| What is being asked |
Print the whole listing, unchanged.

| Task inputs |
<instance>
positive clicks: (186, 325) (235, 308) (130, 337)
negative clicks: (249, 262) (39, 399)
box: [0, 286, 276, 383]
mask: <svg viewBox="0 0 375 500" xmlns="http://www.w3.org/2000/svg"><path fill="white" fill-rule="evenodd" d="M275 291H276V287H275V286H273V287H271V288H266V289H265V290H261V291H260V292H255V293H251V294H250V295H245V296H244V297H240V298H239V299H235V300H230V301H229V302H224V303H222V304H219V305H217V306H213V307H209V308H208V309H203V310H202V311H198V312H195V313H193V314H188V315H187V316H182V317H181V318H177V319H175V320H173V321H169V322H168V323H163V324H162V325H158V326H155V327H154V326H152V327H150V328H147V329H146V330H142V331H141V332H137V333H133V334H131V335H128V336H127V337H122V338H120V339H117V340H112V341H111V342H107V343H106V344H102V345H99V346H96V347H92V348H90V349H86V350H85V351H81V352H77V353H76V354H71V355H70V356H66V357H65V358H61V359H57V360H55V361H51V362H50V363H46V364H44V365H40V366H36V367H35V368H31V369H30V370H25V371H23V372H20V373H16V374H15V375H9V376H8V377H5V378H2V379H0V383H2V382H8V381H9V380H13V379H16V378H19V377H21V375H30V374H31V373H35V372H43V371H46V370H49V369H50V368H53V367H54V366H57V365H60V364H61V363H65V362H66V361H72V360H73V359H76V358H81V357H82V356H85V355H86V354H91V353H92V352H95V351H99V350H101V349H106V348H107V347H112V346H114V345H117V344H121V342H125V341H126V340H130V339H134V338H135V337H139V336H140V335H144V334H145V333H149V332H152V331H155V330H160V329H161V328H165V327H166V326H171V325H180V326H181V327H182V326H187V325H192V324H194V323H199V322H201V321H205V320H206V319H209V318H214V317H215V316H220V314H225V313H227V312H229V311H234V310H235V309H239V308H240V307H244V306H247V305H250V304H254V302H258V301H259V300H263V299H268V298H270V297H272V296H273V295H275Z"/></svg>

| Solved exercise |
<instance>
positive clicks: (186, 325) (235, 308) (130, 337)
negative clicks: (249, 262) (39, 399)
box: [0, 286, 276, 383]
mask: <svg viewBox="0 0 375 500" xmlns="http://www.w3.org/2000/svg"><path fill="white" fill-rule="evenodd" d="M275 291H276V287H275V286H273V287H271V288H266V289H265V290H261V291H260V292H255V293H251V294H250V295H245V296H244V297H240V298H239V299H235V300H230V301H229V302H224V303H222V304H219V305H217V306H213V307H209V308H208V309H203V310H202V311H198V312H195V313H193V314H188V315H187V316H182V317H181V318H177V319H175V320H173V321H169V322H168V323H163V324H162V325H158V326H155V327H154V326H152V327H150V328H147V329H146V330H142V331H141V332H137V333H133V334H131V335H128V336H127V337H122V338H120V339H117V340H112V341H111V342H107V343H106V344H102V345H99V346H96V347H92V348H90V349H86V350H85V351H81V352H77V353H76V354H71V355H70V356H66V357H65V358H61V359H57V360H55V361H51V362H50V363H46V364H44V365H40V366H36V367H35V368H31V369H30V370H25V371H23V372H20V373H16V374H15V375H9V376H8V377H5V378H2V379H0V383H2V382H8V381H9V380H13V379H16V378H19V377H21V375H30V374H31V373H35V372H43V371H46V370H49V369H50V368H53V367H54V366H57V365H60V364H61V363H65V362H66V361H72V360H73V359H76V358H81V357H82V356H85V355H86V354H91V353H92V352H95V351H99V350H101V349H106V348H107V347H112V346H114V345H117V344H121V342H125V341H126V340H130V339H134V338H135V337H139V336H140V335H144V334H145V333H149V332H152V331H155V330H160V329H161V328H165V327H166V326H171V325H180V326H181V327H182V326H187V325H192V324H194V323H199V322H201V321H205V320H206V319H209V318H214V317H215V316H220V314H225V313H227V312H229V311H234V310H235V309H239V308H240V307H244V306H247V305H250V304H254V302H258V301H259V300H263V299H268V298H270V297H272V296H273V295H275Z"/></svg>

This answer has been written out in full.